*Task prompt*: In the records below, find the line containing "Note for the class: annotate every instance of the raised". Restate it and all the lines after it exactly, and omit the rest.

Data extracts Block Start

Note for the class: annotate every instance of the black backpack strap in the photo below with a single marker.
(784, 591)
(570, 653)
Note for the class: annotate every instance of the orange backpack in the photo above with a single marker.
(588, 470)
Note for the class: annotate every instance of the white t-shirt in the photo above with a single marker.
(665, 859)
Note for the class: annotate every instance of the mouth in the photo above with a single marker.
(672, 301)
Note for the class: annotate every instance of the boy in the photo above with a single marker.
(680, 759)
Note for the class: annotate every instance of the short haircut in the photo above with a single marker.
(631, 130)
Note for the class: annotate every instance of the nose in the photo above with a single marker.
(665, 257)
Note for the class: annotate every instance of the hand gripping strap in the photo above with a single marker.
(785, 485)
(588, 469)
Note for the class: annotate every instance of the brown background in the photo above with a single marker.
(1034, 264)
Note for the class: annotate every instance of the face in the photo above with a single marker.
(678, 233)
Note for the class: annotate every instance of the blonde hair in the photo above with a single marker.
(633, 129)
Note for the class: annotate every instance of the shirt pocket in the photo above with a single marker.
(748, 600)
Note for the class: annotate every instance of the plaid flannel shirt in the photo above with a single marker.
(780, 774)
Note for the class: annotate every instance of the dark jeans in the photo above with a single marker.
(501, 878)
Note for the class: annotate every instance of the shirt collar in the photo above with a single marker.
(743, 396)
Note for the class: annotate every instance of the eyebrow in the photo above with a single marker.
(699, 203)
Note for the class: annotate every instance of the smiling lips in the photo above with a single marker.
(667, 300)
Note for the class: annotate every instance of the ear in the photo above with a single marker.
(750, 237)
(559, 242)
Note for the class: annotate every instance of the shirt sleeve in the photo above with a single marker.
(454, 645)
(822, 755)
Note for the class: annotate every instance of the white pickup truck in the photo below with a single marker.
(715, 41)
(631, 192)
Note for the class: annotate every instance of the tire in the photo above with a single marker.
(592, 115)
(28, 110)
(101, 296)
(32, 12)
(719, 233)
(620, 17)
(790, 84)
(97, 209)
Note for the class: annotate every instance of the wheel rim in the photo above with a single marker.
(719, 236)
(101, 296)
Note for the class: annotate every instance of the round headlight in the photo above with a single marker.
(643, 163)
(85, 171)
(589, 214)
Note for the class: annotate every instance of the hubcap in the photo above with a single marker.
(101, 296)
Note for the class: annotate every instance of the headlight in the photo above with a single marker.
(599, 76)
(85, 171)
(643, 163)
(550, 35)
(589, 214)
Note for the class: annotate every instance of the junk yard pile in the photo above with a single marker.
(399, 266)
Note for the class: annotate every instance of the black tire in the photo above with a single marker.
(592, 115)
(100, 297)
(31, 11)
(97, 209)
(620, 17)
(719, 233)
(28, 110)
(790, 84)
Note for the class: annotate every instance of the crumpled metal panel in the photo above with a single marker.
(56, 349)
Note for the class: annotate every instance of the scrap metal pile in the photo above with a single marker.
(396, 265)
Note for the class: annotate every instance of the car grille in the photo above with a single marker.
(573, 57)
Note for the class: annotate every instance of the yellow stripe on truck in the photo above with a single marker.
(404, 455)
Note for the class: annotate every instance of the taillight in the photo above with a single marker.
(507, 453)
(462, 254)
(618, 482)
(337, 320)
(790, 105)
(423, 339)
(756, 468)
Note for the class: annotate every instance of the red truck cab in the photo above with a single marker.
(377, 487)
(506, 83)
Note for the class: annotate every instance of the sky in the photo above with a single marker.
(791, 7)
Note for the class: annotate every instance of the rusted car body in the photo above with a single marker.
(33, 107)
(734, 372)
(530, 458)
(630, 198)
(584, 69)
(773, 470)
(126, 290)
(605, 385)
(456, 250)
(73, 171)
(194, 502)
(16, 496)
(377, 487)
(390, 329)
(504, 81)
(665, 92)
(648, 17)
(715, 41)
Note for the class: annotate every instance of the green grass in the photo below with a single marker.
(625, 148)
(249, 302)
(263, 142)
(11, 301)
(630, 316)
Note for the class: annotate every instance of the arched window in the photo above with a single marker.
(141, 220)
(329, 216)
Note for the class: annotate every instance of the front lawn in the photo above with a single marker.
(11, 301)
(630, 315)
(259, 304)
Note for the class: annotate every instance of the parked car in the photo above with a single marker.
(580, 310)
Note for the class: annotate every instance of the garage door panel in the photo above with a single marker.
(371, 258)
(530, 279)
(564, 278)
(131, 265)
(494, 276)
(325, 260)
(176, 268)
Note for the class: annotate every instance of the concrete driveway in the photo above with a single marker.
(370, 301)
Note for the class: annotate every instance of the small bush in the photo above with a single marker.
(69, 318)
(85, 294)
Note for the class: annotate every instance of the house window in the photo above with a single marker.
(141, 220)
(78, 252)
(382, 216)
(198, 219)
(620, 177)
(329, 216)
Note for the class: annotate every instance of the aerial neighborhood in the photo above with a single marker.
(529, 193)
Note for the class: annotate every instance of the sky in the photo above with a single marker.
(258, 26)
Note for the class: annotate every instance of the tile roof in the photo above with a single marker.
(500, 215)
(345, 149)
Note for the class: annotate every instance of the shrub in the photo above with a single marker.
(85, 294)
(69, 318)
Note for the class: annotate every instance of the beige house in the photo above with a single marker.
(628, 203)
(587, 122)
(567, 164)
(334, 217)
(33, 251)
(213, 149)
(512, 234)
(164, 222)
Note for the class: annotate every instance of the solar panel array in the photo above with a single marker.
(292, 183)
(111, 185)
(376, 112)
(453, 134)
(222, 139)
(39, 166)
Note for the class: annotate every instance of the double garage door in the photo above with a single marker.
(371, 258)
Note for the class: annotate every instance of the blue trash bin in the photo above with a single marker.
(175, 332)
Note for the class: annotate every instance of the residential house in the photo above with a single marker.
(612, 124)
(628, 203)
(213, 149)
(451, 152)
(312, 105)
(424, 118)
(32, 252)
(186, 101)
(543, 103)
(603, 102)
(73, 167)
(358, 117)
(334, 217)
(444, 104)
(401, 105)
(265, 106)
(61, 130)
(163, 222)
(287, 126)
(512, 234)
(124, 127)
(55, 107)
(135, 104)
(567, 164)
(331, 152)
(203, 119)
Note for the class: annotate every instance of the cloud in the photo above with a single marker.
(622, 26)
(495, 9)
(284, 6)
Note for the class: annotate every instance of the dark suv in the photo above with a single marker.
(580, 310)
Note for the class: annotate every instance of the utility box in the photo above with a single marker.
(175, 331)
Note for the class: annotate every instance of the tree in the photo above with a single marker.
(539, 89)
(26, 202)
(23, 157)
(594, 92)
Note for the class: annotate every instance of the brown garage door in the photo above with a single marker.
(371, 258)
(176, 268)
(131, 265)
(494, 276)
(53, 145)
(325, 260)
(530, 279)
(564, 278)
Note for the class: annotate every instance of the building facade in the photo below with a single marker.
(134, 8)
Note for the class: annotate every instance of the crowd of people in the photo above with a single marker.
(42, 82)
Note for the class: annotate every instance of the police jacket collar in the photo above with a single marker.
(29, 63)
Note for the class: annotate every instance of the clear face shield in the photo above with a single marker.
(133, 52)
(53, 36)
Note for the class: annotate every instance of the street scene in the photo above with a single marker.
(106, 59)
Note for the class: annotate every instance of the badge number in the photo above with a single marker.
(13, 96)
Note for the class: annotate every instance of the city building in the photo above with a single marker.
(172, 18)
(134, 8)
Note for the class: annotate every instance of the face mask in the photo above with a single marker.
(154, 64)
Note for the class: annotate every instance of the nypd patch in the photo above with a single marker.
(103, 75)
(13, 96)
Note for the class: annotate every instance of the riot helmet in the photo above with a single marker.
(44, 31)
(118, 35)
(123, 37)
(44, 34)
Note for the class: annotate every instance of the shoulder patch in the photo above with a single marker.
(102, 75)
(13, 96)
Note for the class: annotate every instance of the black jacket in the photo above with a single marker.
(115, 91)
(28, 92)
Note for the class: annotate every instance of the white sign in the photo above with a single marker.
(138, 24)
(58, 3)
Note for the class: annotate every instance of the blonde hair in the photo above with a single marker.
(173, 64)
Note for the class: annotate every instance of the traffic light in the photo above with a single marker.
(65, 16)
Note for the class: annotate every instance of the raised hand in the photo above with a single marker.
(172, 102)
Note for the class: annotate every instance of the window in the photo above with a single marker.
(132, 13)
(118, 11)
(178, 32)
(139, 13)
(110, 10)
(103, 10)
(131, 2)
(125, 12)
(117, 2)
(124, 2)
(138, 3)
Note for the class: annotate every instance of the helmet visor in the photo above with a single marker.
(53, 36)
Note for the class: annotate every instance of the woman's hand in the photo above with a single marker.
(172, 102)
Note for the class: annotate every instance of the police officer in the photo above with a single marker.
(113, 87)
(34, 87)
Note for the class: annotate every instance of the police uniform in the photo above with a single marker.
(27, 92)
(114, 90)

Data extracts Block End

*The completed task*:
Note for the class: annotate every instance of the raised hand in the photo above with a single marker.
(172, 102)
Note for the class: annotate every instance of the window in the photo above with a single marker.
(132, 13)
(118, 11)
(178, 32)
(139, 13)
(110, 10)
(103, 10)
(131, 2)
(125, 12)
(117, 2)
(124, 2)
(138, 3)
Note for the class: annotate every instance of the helmet visor in the photo above with a single marker.
(53, 36)
Note for the class: annotate every instance of the woman's hand in the photo above with a single marker.
(172, 102)
Note for the class: annotate every instance of the police officer in the photo above with a single marker.
(113, 87)
(34, 87)
Note for the class: annotate every instance of the police uniform in the photo above with a single marker.
(27, 92)
(114, 90)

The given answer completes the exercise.